▶ Records from a point labeling set:
** Start **

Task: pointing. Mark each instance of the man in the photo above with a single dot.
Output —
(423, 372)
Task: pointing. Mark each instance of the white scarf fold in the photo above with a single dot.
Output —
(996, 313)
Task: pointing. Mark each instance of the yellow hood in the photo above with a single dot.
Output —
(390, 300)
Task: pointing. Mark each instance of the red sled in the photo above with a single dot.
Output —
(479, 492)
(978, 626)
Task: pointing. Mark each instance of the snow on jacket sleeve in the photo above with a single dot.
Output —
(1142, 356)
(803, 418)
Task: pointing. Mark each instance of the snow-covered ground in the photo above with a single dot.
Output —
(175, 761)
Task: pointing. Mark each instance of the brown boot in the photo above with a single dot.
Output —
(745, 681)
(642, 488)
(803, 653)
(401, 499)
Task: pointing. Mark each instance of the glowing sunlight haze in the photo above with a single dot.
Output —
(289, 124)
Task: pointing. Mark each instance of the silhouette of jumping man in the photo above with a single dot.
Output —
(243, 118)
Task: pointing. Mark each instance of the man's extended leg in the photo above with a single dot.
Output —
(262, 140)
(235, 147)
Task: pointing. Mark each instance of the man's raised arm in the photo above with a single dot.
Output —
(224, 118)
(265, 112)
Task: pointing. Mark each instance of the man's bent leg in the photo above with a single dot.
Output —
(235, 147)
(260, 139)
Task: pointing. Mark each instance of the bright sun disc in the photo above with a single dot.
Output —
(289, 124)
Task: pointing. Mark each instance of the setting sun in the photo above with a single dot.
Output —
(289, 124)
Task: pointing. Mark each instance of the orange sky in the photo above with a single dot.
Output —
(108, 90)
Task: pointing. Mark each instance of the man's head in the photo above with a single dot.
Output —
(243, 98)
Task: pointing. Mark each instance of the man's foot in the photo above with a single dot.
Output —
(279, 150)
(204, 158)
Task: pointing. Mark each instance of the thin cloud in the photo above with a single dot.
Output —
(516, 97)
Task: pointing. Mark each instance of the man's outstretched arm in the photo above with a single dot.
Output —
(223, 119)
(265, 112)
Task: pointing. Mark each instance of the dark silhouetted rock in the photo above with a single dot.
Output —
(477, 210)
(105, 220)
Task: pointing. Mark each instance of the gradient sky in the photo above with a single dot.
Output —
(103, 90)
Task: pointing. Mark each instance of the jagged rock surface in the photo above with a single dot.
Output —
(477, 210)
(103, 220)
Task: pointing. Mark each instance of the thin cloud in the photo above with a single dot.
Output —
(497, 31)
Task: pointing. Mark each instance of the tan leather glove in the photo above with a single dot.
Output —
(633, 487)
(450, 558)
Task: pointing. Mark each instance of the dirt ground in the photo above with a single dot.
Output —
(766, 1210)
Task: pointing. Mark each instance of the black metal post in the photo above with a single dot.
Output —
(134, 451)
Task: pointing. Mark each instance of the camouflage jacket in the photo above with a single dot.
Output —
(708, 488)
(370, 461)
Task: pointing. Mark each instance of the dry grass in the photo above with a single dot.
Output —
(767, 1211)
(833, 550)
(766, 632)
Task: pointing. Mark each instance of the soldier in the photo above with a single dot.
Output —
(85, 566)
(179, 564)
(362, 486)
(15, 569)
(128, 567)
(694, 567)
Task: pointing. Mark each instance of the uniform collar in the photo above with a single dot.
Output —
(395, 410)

** End **

Format the stretch from the line containing "Task: pointing. Mark each instance of the soldier" through the end of the items as a Markdown table, with a row number under Row and the line itself under Line, and omit any blank lines.

▶ Finished task:
| Row | Line |
|---|---|
| 1 | Task: pointing. Mark each instance of the soldier in the photo above with a single dot. |
| 2 | Output — |
| 3 | (85, 566) |
| 4 | (179, 564) |
| 5 | (362, 486) |
| 6 | (15, 569) |
| 7 | (128, 567) |
| 8 | (694, 567) |
| 9 | Task: pointing. Mark each instance of the uniform collar in the photo above with a single dot. |
| 10 | Output — |
| 11 | (395, 410) |